## [Written instruction]
Count the lines in the data below that contain the word "tree". Reply with only that number.
** start of Dataset records **
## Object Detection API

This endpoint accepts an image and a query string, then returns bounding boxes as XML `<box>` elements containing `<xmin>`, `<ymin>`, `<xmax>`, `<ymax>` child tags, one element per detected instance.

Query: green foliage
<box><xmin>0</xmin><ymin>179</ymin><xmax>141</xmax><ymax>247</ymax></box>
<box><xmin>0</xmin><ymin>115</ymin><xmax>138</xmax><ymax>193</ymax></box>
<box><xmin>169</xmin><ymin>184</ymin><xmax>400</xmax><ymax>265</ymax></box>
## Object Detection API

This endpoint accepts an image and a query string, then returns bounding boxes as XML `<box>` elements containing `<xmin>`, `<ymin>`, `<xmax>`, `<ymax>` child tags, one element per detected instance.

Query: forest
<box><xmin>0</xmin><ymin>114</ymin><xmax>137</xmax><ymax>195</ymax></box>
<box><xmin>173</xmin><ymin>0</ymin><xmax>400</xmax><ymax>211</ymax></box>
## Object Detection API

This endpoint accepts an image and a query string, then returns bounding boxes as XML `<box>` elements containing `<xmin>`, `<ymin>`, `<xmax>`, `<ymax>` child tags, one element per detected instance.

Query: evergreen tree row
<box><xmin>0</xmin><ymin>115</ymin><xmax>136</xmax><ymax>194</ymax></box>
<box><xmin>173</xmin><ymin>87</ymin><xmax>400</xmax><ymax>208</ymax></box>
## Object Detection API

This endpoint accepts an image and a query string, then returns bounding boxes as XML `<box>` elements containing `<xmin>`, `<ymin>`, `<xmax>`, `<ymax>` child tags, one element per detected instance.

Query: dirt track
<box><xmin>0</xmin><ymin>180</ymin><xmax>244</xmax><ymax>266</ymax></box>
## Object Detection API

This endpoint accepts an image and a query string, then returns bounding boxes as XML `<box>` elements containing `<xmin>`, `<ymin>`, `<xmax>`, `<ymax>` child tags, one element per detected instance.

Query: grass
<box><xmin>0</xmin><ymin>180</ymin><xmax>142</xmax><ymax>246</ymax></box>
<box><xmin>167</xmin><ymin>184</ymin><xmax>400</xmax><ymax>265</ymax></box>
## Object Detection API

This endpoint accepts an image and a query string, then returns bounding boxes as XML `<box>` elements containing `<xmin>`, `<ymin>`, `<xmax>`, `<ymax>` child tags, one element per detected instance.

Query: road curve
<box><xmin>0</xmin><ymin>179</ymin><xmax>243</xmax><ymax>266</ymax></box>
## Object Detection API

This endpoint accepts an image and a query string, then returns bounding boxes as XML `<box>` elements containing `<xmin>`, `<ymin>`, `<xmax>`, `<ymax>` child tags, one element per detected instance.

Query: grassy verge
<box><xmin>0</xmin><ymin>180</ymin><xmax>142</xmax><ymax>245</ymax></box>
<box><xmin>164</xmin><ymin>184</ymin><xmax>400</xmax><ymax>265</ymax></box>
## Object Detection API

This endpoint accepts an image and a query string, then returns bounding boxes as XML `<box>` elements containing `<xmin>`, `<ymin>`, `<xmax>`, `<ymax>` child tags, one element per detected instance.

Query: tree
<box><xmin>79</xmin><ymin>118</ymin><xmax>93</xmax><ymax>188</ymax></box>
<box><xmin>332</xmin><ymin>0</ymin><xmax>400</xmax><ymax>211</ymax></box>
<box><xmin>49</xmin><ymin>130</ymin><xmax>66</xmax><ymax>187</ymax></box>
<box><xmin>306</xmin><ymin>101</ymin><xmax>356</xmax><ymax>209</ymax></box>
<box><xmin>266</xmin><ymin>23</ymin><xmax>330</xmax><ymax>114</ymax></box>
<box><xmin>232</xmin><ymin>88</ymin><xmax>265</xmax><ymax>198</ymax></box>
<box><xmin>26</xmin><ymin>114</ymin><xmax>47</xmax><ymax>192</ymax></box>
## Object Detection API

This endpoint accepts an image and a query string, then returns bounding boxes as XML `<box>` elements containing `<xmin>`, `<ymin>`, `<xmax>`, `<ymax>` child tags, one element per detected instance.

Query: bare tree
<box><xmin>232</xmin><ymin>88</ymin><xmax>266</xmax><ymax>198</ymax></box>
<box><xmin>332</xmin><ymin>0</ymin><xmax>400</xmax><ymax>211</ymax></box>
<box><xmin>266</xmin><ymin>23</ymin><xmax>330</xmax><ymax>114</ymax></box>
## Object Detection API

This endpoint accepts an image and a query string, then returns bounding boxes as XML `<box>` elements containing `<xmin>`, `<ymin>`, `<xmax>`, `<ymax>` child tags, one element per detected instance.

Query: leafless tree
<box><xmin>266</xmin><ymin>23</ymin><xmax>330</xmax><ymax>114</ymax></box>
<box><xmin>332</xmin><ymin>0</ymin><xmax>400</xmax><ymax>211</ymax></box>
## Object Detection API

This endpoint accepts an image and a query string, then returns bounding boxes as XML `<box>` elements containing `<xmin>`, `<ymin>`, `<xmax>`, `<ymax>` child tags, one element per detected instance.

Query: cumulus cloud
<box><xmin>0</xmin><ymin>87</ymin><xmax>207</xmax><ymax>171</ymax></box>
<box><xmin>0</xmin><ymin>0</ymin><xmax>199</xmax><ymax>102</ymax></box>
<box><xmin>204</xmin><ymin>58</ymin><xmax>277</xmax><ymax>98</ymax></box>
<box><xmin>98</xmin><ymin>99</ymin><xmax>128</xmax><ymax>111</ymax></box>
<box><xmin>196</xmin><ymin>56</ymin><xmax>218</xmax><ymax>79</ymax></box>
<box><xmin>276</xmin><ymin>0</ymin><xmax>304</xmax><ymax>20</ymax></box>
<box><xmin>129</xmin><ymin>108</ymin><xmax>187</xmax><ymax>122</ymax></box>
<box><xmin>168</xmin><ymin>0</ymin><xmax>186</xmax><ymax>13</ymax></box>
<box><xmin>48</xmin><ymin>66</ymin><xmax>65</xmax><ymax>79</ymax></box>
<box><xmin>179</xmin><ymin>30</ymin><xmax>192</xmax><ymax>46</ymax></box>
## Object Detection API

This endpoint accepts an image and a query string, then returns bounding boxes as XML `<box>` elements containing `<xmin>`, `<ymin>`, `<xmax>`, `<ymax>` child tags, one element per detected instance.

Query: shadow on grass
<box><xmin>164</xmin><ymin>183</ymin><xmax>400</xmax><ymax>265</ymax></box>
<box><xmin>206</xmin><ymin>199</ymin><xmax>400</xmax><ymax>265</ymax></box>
** end of Dataset records **
## [Solution below]
4